*SOURCE DOCUMENT*:
October 18, 2015 § Leave a comment

By

Jasbinder Singh

Let no one fool you. An Art Center, proposed by Herndon’s arts community and discussed in the Oct 7th Town Council work session, will cost $15 – $20 million with parking. The question is, “Will the Town pay for it by, among other things, donating the town-owned land to developers and/or increasing development density unreasonably? The art community’s representatives Mr. O’Reilly and Mr. Hoffman did not talk about its capital costs. They couldn’t have, because the arts organizations have not raised any meaningful capital over the last twelve years. It appears that the arts community expects the Town to somehow pay for the Art Center. That is, the taxpayers will, most likely, foot essentially 100% of the bill, even though, most will never even enter its halls, much less, benefit from it.  

On October 7th, Mr. O’Reilly, representing the Council For the Arts and Foundation for the Cultural Arts (Art Groups), presented (1) the Vision Committee’s (the Committee) concept of the Art Center and (2) the projected financial performance of the Art Groups to the Town Council[1]. Mr. Hoffman, the Producing Artistic Director of the Next Stop theatre discussed the strides the theatre had made after changing its name from The Elden Street Players and becoming a professional company in 2013.

*PROVIDED MATERIAL*:
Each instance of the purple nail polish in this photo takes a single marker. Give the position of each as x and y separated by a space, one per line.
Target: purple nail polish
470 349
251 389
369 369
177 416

*REQUIRED WORK*:
1. In the records, replace "purple nail polish" with "violet nail polish" wherever it occurs and write those lines out again, leaving everything else as it is.
2. Extend the piece on the proposed Herndon Art Center by continuing from its final sentence.
The text and the records were taken from unrelated sources.

*RESPONSES FOR EACH TASK*:
1.
Each instance of the violet nail polish in this photo takes a single marker. Give the position of each as x and y separated by a space, one per line.
Target: violet nail polish
470 349
251 389
369 369
177 416

2.
Their presentations raised many questions that are the subject of this article.These include:

  • What is an Art Center?
  • What is its expected size and cost?
  • How much rental subsidy will the Art Groups receive?
  • Will the Art Center pay for itself?
  • Who will manage the Art Center or the proposed Community Room? and
  • Who will benefit from the Art Center?”

The questions and answers to them were not readily apparent during the ensuing discussion. They were embedded in the data and the presentations.[2]

A.   WHAT IS AN ART CENTER?

The concept of an Art Center has been defined by a select few in the Town. It has always included a theater and an art gallery. Perhaps, it was always meant to be a home for the Council for the Arts, the Foundation for the Cultural Arts and The Elden Street Players. The 2003 Wilson Butler and Lodge, Inc. (WBL) design consisted of (1) a playhouse, and (2) a lobby / gallery area with “ample walls for visual arts display”. The WBL also added a “Community Room” to its design in order to generate some rental income. In comparison, the Committee’s current proposal specifically set aside 4,000 sf (square feet) for Art Galleries, Dance & Music Rooms, Arts & Craft Rooms, and Artists’ Studios. This reflects both the progress the select few have made in defining their “products” since 2008 and their aspirations of what an Art Center could be. Finally, small spaces have been set aside for Herndon Community Center Television (HCTV) that operates out of rather cramped quarters in the old Town Hall.

However, the interests of the community-at-large, from Herndon old-timers to the recent immigrants who now form the majority of the population, have never been solicited and there are no plans to do so any time soon. They probably have a lot to say about what Art they would like to see and how they would like to participate.

B.   WHAT IS THE SIZE OF THE ART CENTER?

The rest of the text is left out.